- _Document extract_:
Solving the Talent Crisis Requires Resetting the Client-Agency Relationship

finger putting tile in place

By Ali Plonchak, Managing Partner and COO, Crossmedia & Sebastian Schichtel, Managing Director, Crossmedia

A lot of ink has been spilled on “The Great Resignation.” A lot of thoughtful commentary has come out on this current advertising talent crisis.  Much of it is framed within the context of the challenges of Covid-19.

We believe that the issue needs to be framed in a broader context that deeply examines the underlying structural reasons that have led to the current situation.  In so doing, we can actually rebuild a more sustainable paradigm for all stakeholders—for talent, for agencies and their clients.

The pandemic is the accelerant, not the cause, of our current situation. The truth is that dissatisfaction and disillusionment among the agency ranks had been growing on both sides of the Atlantic.

In its simplest terms, agencies and clients need sharper alignment on the agency value proposition.  Agencies have ceded ground as core CMO strategic partners, impacting scope of work and compensation in a way that diminishes agency world’s ability to keep talent happy, hungry and on board.

As brands have embraced digital transformation over the past decade, they have been faced with a level of complexity that is challenging, often overwhelming.

The shifting emphasis from brand marketing to micro-optimization often at the expense of big picture business impact, has been profound.  The ripple effect on marketer and agency talent has been severe, requiring greater resources put against the tedious “setting of levers.”

- _Data for analysis_:
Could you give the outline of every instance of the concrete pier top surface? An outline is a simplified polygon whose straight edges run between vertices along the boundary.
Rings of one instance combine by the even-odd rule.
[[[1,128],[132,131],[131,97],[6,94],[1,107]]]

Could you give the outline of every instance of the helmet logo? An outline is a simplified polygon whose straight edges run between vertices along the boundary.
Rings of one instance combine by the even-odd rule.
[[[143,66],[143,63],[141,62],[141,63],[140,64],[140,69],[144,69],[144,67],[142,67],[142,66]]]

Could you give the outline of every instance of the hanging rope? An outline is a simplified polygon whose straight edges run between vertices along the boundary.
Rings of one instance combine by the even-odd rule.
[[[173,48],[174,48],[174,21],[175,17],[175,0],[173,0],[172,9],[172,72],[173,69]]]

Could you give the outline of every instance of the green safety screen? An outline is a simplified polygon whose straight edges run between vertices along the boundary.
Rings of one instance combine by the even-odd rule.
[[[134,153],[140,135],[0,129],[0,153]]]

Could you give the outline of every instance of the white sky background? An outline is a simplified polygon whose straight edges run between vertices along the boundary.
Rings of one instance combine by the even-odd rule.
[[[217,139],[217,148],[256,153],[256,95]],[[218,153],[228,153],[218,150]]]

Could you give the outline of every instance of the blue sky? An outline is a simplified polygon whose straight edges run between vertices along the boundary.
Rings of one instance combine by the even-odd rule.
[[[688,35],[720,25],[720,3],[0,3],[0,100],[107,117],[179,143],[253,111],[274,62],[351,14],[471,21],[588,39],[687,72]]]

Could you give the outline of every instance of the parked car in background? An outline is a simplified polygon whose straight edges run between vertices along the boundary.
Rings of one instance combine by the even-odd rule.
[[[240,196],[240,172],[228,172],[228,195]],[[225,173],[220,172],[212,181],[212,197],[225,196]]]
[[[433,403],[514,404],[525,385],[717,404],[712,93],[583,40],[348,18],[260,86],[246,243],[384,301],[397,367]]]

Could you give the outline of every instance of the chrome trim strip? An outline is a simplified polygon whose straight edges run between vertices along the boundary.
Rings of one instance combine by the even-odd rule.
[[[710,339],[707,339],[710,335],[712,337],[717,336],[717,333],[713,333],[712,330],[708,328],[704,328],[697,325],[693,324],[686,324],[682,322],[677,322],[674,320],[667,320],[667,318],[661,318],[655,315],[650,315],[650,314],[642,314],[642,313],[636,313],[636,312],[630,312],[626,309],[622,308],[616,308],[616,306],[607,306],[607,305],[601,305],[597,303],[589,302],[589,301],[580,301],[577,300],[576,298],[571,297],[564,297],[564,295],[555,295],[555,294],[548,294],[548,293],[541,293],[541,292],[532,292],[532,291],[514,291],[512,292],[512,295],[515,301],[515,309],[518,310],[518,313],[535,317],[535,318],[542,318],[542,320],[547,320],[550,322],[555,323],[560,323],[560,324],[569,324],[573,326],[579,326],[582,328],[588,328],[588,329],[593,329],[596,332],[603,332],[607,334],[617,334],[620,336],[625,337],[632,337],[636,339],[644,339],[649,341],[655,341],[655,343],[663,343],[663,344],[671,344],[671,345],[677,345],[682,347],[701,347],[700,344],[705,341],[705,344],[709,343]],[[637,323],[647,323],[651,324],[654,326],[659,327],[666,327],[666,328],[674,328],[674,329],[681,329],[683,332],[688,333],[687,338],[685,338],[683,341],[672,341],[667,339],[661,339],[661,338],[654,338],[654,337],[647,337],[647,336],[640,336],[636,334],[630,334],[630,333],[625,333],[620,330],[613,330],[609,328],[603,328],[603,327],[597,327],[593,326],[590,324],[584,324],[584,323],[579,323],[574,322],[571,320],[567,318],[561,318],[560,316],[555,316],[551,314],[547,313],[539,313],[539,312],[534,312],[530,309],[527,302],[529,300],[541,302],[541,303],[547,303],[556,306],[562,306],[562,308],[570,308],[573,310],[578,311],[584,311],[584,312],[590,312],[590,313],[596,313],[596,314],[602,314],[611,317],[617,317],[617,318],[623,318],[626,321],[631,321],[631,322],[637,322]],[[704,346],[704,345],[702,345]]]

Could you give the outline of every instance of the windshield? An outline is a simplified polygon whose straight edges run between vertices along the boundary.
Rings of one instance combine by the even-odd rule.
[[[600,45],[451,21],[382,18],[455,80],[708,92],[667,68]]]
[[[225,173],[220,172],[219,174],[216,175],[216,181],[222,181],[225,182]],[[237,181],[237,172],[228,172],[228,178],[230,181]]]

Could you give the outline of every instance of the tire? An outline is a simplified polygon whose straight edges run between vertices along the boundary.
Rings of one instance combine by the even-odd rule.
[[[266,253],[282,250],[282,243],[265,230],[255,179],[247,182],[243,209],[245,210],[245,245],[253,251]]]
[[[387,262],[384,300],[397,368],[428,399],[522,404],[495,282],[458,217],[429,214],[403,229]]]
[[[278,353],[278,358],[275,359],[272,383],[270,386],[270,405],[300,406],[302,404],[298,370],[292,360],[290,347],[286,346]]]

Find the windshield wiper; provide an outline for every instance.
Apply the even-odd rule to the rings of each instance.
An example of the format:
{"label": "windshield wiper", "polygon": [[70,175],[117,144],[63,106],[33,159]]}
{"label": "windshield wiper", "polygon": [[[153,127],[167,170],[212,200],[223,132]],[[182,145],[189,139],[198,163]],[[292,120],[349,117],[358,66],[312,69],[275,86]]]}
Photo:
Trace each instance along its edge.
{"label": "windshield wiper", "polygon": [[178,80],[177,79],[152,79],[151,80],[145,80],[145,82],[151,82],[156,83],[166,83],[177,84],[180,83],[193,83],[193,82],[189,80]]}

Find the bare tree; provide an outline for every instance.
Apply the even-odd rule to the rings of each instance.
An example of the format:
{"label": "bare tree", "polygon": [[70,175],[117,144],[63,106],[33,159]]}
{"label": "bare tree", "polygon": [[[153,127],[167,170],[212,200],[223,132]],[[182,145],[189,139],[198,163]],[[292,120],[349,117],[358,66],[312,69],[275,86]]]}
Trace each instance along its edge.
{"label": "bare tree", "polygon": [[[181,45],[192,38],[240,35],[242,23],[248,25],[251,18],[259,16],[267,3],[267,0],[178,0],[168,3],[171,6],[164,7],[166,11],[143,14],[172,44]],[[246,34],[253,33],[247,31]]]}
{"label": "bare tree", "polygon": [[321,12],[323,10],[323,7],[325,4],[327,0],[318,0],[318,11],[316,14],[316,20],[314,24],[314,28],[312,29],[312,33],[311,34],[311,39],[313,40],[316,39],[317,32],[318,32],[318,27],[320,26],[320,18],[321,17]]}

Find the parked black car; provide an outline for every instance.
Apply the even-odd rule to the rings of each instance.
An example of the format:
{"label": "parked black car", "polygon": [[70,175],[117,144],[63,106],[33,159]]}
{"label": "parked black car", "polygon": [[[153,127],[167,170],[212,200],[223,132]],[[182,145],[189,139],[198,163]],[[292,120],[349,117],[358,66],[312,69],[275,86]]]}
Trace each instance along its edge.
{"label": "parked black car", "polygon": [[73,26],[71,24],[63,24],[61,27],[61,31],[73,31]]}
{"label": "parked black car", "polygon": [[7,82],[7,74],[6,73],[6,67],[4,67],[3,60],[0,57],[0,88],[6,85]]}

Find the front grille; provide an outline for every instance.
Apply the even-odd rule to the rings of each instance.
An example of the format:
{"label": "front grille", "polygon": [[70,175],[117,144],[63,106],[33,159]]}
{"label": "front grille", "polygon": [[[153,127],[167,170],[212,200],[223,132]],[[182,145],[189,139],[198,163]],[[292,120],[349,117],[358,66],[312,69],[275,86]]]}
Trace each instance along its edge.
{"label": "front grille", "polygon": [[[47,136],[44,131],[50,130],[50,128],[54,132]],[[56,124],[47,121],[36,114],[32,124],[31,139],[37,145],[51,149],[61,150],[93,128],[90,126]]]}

- _Explore the material_:
**1)** Write out the passage of the article on the advertising talent crisis between "By Ali Plonchak, Managing" and "and their clients.", inclusive.
**2)** Continue the article on the advertising talent crisis from the point where it stops.
The records stand apart from the article on the advertising talent crisis and are not part of it.

- _Results of the exercise_:
**1)**
By Ali Plonchak, Managing Partner and COO, Crossmedia & Sebastian Schichtel, Managing Director, Crossmedia

A lot of ink has been spilled on “The Great Resignation.” A lot of thoughtful commentary has come out on this current advertising talent crisis.  Much of it is framed within the context of the challenges of Covid-19.

We believe that the issue needs to be framed in a broader context that deeply examines the underlying structural reasons that have led to the current situation.  In so doing, we can actually rebuild a more sustainable paradigm for all stakeholders—for talent, for agencies and their clients.

**2)**
The most successful agency-client collaborations that leave talent feeling fulfilled stem from a shared conviction that media contributes vitally to brands’ overall, holistic businesses. Reinforcing how a jr. employee’s actions contribute to macro outcomes is critical in keeping talent happy.  Agency leaders and clients need to strike a balance (especially in digital) about what is meaningful vs. what is a rabbit hole of micro-optimizations.

At the same time, these changes have led to the value of work diminishing in the eyes of brands’ procurement departments, resulting in increasing downward pressure on agency compensation.

At a recent industry webinar, Mastercard chief marketing & communications officer Raja Rajamannar agreed, “Compensation has to be motivating and inspiring to the agency partner. It’s not all about efficiencies and turning the screws on the agency…. We want them to come up with innovative ideas and fantastic media deals….. One of the biggest mistakes brands do is to hold their agencies to ransom.…..”

The Path Forward

The solution lies in re-evaluating media agencies’ value proposition to develop mature, sustainable and ultimately accountable scopes.  The core principles that generate the most satisfaction with talent are:

  1. Make Media A Mission: In collaboration, define media’s macro goal.  What will everyone from the CMO to the day-to-day team be proud to celebrate in 18 months?  Build the scope to deliver upon this goal.
  2. Explicit Expectations: Agencies & clients need to have honest conversations about the way we work together. Is the expectation that the agency be available around-the-clock? If it is, be upfront and the team can be structured accordingly, especially in today’s hybrid, distributed workforce where time zones can be bridged. Agency talent dissatisfaction is often a result of ever-shifting client expectations that cause chaos in the lives of agency talent.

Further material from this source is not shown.